TRY IT ->
Repeat the records below word for word.

────────────────────

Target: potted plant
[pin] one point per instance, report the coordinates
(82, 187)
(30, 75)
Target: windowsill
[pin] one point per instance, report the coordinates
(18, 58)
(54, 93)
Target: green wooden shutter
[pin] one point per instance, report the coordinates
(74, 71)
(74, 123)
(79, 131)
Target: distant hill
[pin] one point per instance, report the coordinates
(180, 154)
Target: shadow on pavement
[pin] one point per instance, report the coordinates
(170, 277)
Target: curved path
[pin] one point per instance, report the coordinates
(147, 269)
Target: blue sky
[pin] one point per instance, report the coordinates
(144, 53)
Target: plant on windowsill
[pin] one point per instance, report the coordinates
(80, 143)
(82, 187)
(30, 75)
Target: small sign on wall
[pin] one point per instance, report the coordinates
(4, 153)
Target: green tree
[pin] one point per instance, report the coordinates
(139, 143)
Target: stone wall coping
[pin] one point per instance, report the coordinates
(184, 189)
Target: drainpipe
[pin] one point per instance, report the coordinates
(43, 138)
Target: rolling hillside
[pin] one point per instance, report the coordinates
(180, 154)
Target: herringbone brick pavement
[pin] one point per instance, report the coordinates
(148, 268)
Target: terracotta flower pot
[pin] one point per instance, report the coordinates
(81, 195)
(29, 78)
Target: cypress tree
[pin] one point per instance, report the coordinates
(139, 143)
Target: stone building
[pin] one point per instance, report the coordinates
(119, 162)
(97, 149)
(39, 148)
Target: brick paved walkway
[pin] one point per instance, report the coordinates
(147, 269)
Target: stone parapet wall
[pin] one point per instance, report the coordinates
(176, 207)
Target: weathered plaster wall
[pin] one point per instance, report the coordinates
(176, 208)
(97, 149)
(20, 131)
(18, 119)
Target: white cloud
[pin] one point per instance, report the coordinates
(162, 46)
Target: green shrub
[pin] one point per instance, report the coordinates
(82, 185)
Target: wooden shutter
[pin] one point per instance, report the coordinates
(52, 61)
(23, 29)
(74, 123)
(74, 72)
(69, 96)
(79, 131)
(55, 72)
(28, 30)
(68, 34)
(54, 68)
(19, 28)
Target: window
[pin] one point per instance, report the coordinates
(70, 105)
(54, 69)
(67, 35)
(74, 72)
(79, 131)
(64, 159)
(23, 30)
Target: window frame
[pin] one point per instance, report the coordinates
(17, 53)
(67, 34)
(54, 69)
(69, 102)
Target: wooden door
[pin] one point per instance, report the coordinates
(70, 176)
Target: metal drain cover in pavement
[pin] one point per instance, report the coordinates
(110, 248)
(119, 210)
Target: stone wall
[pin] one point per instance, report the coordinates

────────────────────

RESULT ->
Target: potted plant
[pin] one point per instance, report the coordinates
(82, 187)
(30, 75)
Target: windowsill
[pin] one point per instance, report the coordinates
(18, 58)
(54, 93)
Target: green wooden shutter
[pin] one point per instance, report the coordinates
(74, 71)
(74, 123)
(79, 131)
Target: distant hill
[pin] one point per instance, report the coordinates
(180, 154)
Target: shadow on pavement
[pin] one point per instance, report the coordinates
(170, 277)
Target: curved path
[pin] one point per instance, report the coordinates
(147, 269)
Target: blue sky
[pin] one point per instance, report the coordinates
(144, 53)
Target: plant on windowsill
[pin] one point per instance, report the coordinates
(80, 143)
(82, 187)
(30, 75)
Target: small sign on wall
[pin] one point per instance, report the coordinates
(4, 153)
Target: green tree
[pin] one point per instance, report the coordinates
(139, 143)
Target: stone wall coping
[pin] one point per instance, report the coordinates
(184, 189)
Target: drainpipe
[pin] one point per instance, report the coordinates
(43, 138)
Target: rolling hillside
[pin] one point per instance, report the coordinates
(180, 154)
Target: herringbone brick pavement
[pin] one point per instance, report the coordinates
(148, 268)
Target: terracotta flower pot
[pin] one point per instance, report the coordinates
(81, 195)
(29, 78)
Target: cypress tree
[pin] one point per instance, report the coordinates
(139, 143)
Target: stone building
[pin] one point per instance, report the coordinates
(119, 162)
(97, 149)
(39, 148)
Target: brick paved walkway
[pin] one point per instance, report the coordinates
(147, 269)
Target: stone parapet wall
[pin] one point per instance, report the coordinates
(176, 207)
Target: weathered plaster wall
[pin] one point per instance, report the coordinates
(176, 208)
(97, 149)
(20, 131)
(18, 119)
Target: white cloud
[pin] one point per instance, report the coordinates
(162, 46)
Target: green shrub
[pin] one point per instance, report the coordinates
(82, 185)
Target: wooden shutter
[pin] one point per instance, report the coordinates
(52, 61)
(23, 29)
(74, 123)
(74, 72)
(69, 96)
(79, 131)
(55, 72)
(28, 30)
(68, 34)
(54, 68)
(19, 28)
Target: window
[pin] one point per instance, report the coordinates
(70, 105)
(54, 69)
(67, 35)
(74, 72)
(79, 131)
(64, 159)
(23, 30)
Target: window frame
[pin] one point per instance, report the coordinates
(17, 53)
(67, 34)
(54, 69)
(69, 102)
Target: wooden door
[pin] one point per instance, report the coordinates
(70, 176)
Target: metal drain cover in pavement
[pin] one point per instance, report the coordinates
(110, 248)
(119, 210)
Target: stone wall
[pin] one point per instance, report the coordinates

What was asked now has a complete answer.